# Texte à lire:

Bien sûr, je me lance, même si je me demande comment je pourrais faire quelque chose comme ça. Que JLG voit un de mes films, qu’il le trafique et l’utilise est une bénédiction, un immense honneur, mais c’est tout autre chose de lui adresser des images, de faire un petit film pour lui, aussi humble le geste soit-il…
Nicole Brenez m’envoie de nombreux portraits qu’elle aime beaucoup, certains sont des documents historiques, d’autres des images faites par JLG lui-même. Elle m’envoie aussi des documents, des films, des enregistrements. Une somme incroyable de choses pour un mois d’immersion. L’anniversaire est le 3 décembre.
Je ne sais pas pourquoi, mais j’ai tout de suite eu envie de prendre ma caméra et d’emmener JLG sur un écran en bateau, faire une balade dans le port de Rotterdam (où je vis). J’ai essayé à plusieurs reprises d’exprimer cette intuition. J’avais envie de filmer. Peut-être que je n’imagine pas faire un film sans tournage. Peut-être que j’avais envie de repartir avec ma nouvelle caméra, filmer ce port qui sera le sujet de prochains projets. Je ne sais pas, je ne cherche pas. Je file, je filme. Je trie.

# Extraits des données:
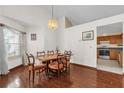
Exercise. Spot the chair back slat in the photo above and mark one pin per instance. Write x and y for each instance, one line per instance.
(31, 59)
(39, 54)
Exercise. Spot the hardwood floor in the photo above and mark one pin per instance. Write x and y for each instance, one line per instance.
(79, 77)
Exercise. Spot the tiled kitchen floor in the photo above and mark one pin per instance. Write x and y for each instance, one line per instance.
(109, 65)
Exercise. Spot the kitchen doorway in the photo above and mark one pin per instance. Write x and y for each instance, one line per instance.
(110, 48)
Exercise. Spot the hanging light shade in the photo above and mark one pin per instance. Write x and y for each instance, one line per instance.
(52, 23)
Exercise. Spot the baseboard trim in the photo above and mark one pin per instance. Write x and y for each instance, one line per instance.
(92, 68)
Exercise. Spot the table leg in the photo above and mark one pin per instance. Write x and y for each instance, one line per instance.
(47, 63)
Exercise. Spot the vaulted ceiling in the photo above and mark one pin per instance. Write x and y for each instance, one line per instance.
(78, 14)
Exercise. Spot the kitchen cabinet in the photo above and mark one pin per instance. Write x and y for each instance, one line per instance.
(113, 54)
(114, 39)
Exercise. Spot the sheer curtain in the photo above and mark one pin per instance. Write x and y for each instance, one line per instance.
(23, 48)
(3, 54)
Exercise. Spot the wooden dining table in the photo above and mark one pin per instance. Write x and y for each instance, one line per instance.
(47, 58)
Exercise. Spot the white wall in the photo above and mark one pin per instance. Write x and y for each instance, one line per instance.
(60, 33)
(37, 45)
(85, 51)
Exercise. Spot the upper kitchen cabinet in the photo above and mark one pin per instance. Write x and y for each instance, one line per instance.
(114, 39)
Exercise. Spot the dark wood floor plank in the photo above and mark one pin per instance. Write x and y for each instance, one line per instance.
(79, 77)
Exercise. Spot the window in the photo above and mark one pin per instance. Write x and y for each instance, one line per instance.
(12, 42)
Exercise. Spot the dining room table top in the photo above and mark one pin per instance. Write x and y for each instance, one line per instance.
(47, 57)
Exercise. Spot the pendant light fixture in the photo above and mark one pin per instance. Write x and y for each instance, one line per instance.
(52, 23)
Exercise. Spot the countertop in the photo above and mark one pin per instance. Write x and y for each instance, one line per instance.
(110, 46)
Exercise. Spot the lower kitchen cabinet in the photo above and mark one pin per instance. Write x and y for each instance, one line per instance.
(113, 54)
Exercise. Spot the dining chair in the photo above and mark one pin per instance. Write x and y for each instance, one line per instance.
(65, 52)
(39, 54)
(56, 66)
(57, 51)
(67, 61)
(34, 65)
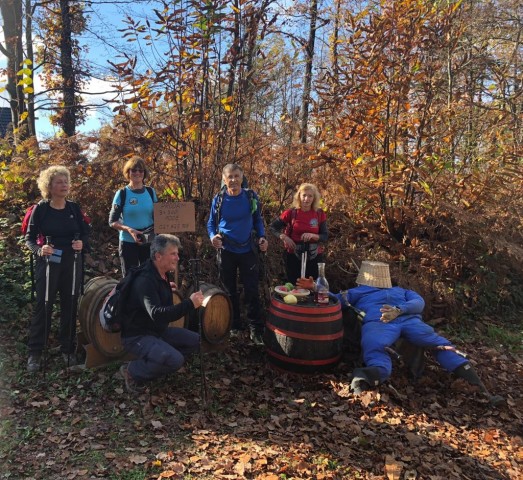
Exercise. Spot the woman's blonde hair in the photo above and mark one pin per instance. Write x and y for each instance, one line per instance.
(47, 176)
(296, 203)
(135, 162)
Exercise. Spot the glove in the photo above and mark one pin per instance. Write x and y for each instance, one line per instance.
(307, 283)
(389, 313)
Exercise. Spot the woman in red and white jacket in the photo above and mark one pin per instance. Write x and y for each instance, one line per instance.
(302, 228)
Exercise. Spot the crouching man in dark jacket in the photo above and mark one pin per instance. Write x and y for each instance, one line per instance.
(391, 313)
(159, 349)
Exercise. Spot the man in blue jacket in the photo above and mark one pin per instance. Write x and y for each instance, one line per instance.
(236, 230)
(391, 313)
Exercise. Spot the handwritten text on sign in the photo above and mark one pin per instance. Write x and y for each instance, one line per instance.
(174, 217)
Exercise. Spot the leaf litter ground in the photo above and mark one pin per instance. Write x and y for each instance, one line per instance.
(259, 423)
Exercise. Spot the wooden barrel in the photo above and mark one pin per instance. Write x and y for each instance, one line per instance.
(89, 305)
(216, 314)
(177, 299)
(304, 337)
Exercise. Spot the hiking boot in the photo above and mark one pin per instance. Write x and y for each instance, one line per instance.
(70, 359)
(131, 385)
(33, 362)
(236, 333)
(257, 338)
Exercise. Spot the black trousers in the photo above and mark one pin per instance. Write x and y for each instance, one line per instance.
(132, 254)
(247, 265)
(61, 282)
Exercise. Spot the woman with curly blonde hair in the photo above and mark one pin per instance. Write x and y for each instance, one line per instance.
(302, 228)
(56, 234)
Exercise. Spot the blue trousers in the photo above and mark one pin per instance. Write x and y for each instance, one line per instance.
(375, 336)
(159, 356)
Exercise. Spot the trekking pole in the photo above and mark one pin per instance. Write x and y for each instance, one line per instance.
(195, 268)
(46, 305)
(73, 294)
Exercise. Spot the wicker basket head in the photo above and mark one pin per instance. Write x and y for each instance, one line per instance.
(374, 274)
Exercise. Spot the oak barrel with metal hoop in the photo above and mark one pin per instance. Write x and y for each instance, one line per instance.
(304, 337)
(95, 291)
(216, 312)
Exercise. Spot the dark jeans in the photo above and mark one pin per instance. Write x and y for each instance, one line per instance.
(132, 255)
(60, 281)
(159, 356)
(293, 267)
(247, 265)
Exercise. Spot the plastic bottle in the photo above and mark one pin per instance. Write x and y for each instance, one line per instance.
(321, 292)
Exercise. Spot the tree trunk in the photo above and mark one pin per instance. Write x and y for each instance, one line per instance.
(29, 11)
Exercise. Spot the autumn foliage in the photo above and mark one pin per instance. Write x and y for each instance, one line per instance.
(414, 134)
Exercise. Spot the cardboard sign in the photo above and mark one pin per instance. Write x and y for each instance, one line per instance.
(174, 217)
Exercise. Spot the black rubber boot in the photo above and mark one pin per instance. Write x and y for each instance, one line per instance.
(365, 379)
(466, 372)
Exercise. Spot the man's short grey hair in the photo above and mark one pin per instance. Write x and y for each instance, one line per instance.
(161, 242)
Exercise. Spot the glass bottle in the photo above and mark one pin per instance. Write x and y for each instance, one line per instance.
(321, 291)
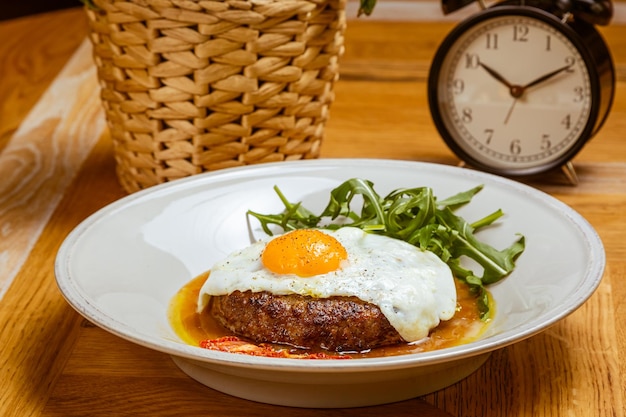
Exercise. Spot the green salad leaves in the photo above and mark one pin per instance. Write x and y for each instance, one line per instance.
(415, 216)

# Consigne de l'exercice 1:
Recopiez le passage du texte à lire commençant par « Je ne sais pas pourquoi, mais » et allant jusqu'à « filme. Je trie. ».
# Consigne de l'exercice 2:
D'après le texte à lire, à quelle date a lieu l'anniversaire ?
Les enregistrements forment un matériau distinct du texte à lire.

# Corrigé 1:
Je ne sais pas pourquoi, mais j’ai tout de suite eu envie de prendre ma caméra et d’emmener JLG sur un écran en bateau, faire une balade dans le port de Rotterdam (où je vis). J’ai essayé à plusieurs reprises d’exprimer cette intuition. J’avais envie de filmer. Peut-être que je n’imagine pas faire un film sans tournage. Peut-être que j’avais envie de repartir avec ma nouvelle caméra, filmer ce port qui sera le sujet de prochains projets. Je ne sais pas, je ne cherche pas. Je file, je filme. Je trie.

# Corrigé 2:
Le 3 décembre.